◆ **REQUIREMENT**
Lines from the line with "point: lamb's leg" to the line with "point: lamb's face" in the entries below, and only those, must be output exactly, with both ends included.

Referring expression pointing data:
============

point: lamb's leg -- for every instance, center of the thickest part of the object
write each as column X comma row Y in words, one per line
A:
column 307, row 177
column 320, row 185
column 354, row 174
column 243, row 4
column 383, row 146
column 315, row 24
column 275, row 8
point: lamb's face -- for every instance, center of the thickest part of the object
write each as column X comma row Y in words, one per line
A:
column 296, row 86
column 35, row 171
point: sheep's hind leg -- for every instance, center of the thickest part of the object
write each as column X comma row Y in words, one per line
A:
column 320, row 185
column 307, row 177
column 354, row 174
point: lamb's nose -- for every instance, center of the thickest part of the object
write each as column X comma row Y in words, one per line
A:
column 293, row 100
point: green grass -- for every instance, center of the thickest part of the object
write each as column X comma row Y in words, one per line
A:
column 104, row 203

============

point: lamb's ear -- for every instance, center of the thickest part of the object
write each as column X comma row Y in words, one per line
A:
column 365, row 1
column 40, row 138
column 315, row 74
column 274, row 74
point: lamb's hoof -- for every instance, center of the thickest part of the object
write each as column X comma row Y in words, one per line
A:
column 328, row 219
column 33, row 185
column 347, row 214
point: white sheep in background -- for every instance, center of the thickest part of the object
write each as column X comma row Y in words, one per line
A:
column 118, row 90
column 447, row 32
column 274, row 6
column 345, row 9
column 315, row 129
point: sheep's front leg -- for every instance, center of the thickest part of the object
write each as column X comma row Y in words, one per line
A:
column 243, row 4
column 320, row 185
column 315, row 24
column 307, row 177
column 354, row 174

============

◆ **EXERCISE RESPONSE**
point: lamb's leg -- for every instance, center of the thickest part of the object
write each as column X comma row Y in words, one per line
A:
column 307, row 177
column 320, row 185
column 354, row 174
column 243, row 4
column 383, row 146
column 315, row 24
column 275, row 8
point: lamb's face -- for every instance, center of the thickest part of the object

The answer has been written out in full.